* _Instructions to follow_
Reproduce only the part of the listing that opens with the line containing "Should you be willing to segment every instance of the blue" and closes with the line containing "M 234 104 L", swapping "blue sky" for "open sky" and keeping everything else the same.

* _Exercise materials_
┄┄┄┄┄┄┄┄┄┄┄┄┄┄┄┄┄┄┄┄

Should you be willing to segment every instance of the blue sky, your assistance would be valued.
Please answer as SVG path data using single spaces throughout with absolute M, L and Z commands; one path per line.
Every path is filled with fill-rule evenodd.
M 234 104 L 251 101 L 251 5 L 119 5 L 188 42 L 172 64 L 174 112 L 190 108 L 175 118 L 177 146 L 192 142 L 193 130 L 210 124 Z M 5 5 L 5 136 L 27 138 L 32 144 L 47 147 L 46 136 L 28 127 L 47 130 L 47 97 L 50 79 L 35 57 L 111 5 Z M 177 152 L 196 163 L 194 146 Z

┄┄┄┄┄┄┄┄┄┄┄┄┄┄┄┄┄┄┄┄

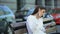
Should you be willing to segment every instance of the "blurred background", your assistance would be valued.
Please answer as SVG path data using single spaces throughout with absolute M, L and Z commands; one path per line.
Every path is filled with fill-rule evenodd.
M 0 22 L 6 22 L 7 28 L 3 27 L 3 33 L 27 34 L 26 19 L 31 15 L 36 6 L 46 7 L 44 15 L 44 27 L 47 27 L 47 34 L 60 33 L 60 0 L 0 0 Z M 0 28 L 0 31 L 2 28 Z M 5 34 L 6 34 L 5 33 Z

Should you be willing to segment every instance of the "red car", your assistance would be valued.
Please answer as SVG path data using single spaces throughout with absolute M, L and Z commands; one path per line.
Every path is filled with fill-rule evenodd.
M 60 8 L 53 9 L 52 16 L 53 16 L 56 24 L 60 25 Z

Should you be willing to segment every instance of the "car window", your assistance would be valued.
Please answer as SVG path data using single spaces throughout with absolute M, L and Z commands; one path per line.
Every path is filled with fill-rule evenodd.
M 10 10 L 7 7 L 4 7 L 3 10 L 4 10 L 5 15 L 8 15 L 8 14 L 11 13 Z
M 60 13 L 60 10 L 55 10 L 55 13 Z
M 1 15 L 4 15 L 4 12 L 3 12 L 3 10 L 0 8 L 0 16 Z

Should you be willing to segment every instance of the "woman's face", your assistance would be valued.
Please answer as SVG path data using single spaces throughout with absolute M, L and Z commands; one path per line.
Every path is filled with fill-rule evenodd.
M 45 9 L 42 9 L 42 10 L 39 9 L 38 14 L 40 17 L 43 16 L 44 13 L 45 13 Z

┄┄┄┄┄┄┄┄┄┄┄┄┄┄┄┄┄┄┄┄

* _The result_
Should you be willing to segment every instance of the open sky, your assistance would be valued.
Please answer as SVG path data using single spaces throughout with absolute M, L and Z commands; one path per line.
Every path is filled with fill-rule evenodd.
M 234 104 L 251 101 L 251 5 L 119 5 L 188 42 L 172 64 L 174 112 L 190 108 L 175 118 L 177 146 L 192 142 L 193 130 L 210 124 Z M 5 5 L 5 136 L 27 138 L 32 144 L 47 147 L 46 136 L 28 127 L 47 130 L 47 97 L 50 79 L 35 57 L 111 5 Z M 177 152 L 196 163 L 194 146 Z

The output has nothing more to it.